PROVIDED PASSAGE:
——————————
The benchmark test was carried out by using the below described datasets:

- IMDb Dataset: containing a list of movie review divided into negative and positive statements. It contains the most
25k popular reviews. [source](http://ai.stanford.edu/~amaas/data/sentiment/)
- Twitter US Airlines Dataset: containing the tweets about each of the major US airlines since Feb 2015. Each tweet il
classified positive, negative or
neutral. [source](https://www.kaggle.com/crowdflower/twitter-airline-sentiment/version/4)
- Sentiment140 dataset: this dataset contains various tweets record that includes polarity, date, and the tweet
text [source](http://help.sentiment140.com/for-students)
——————————
DATA EXTRACT:
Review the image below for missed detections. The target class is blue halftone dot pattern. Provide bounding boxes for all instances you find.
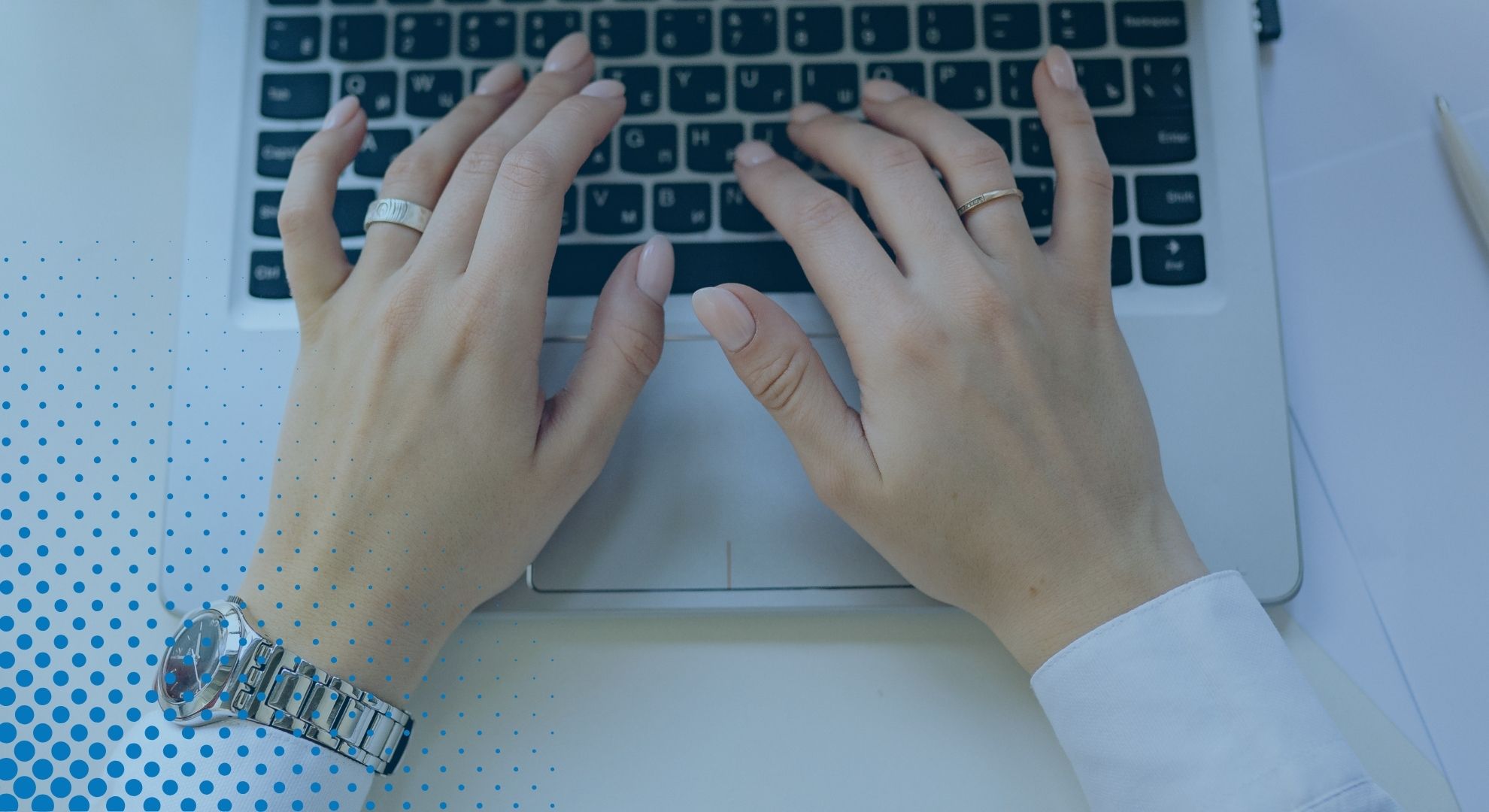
[0,240,561,810]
——————————
Please pick up the passage on the sentiment benchmark datasets and continue it from its last sentence.

EXERCISE RESPONSE:
The minimum information contained by each record of those datasets are:

- the text to analyze
- the related correct sentiment

## Overview:

The project has one entrypoint file: **make_benchmark.py**. It has dedicated commands to execute a benchmark with a
specific dataset and a specific sentiment analysis tool. The entrypoint will then call two of the underlying layers:

1. **dataset reader**: a module that reads the dataset and pre-process/standardizes the data to adapt them to the
sentiment analysis core procedure
2. **sentiment matcher**: is the sentiment analysis core procedure which acts as result post-process; it understands the
results and standardizes them to the caller in order to calculate the sentiment hit or sentiment miss. Each sentiment
matcher knows the correct sentiment for each record; this allows to calculate a sentiment hit or sentiment miss.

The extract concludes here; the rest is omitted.